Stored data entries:
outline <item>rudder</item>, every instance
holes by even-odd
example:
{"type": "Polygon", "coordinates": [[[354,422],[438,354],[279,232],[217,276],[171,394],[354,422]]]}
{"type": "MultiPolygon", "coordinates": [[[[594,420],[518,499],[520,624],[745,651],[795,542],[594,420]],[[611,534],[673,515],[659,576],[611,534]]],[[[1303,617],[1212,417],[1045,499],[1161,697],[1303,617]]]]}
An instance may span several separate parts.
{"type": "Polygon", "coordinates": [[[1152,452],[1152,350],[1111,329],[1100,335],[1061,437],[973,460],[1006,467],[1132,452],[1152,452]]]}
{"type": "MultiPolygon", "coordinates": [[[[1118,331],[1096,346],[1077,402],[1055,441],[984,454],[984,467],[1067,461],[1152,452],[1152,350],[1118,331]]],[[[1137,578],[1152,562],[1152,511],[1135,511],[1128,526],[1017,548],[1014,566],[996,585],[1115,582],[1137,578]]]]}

...

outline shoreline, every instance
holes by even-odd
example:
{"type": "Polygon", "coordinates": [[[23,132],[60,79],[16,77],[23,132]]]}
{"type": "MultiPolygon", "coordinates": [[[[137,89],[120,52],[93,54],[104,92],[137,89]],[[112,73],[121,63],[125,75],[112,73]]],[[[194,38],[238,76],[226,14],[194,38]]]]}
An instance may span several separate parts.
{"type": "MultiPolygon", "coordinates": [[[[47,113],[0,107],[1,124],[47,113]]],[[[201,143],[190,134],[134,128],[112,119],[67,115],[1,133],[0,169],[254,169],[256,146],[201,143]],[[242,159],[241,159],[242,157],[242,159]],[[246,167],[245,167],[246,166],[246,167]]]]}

TASK GOAL: Pick out every line in the rows above that contains the word "outline", and copy each one. Case counts.

OUTPUT FOR THIS TASK:
outline <item>rudder</item>, every instance
outline shoreline, every instance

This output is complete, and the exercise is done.